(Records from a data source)
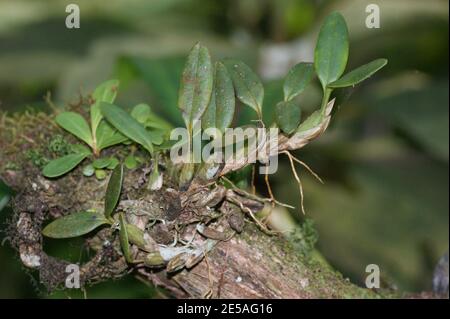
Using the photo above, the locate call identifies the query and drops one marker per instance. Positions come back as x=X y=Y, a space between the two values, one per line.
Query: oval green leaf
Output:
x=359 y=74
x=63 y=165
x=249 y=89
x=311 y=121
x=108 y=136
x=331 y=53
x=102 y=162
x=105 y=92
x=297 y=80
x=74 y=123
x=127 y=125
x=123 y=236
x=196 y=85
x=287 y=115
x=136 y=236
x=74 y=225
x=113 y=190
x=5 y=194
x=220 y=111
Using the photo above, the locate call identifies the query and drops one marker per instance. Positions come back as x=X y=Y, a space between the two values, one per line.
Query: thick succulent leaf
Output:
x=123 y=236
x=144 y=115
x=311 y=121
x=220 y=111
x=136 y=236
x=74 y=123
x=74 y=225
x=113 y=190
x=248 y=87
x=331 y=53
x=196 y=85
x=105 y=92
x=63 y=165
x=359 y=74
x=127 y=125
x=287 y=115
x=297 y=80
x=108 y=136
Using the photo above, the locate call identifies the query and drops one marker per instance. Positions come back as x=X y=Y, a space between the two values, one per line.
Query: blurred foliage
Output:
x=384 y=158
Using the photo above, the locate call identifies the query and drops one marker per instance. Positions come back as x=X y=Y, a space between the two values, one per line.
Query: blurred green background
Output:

* What to produce *
Write out each line of the data exactly; the images should be left out.

* Exercise result *
Using the photo above, the locate call identifies the query and drops one marker per instance. Positions come back as x=X y=Y, a space between the two values, one per line.
Query: oval green leaf
Output:
x=359 y=74
x=63 y=165
x=249 y=89
x=311 y=121
x=108 y=136
x=331 y=53
x=102 y=162
x=105 y=92
x=297 y=80
x=74 y=123
x=127 y=125
x=123 y=236
x=196 y=85
x=287 y=115
x=136 y=236
x=74 y=225
x=113 y=190
x=5 y=194
x=220 y=111
Using the photo above, the locate call identifies the query and drops one marker per instance. Positions come back as x=X y=Y, a space between the two values, one per line.
Query: thick succulent leaf
Output:
x=123 y=236
x=144 y=115
x=311 y=121
x=220 y=111
x=136 y=236
x=74 y=123
x=74 y=225
x=113 y=190
x=248 y=87
x=331 y=53
x=196 y=85
x=105 y=92
x=63 y=165
x=359 y=74
x=127 y=125
x=287 y=115
x=297 y=80
x=108 y=136
Using the photo above, the locate call identifies the query and drops one marker per instance. Positions come back as x=X y=Y, a space between the two values, one per line.
Query: blurred foliage
Output:
x=384 y=158
Using the photo above, the locate call identifies the query and drops one marker per instance. Positions come back as x=X y=Y, a space between the two values, one per line.
Query: blurred green background
Output:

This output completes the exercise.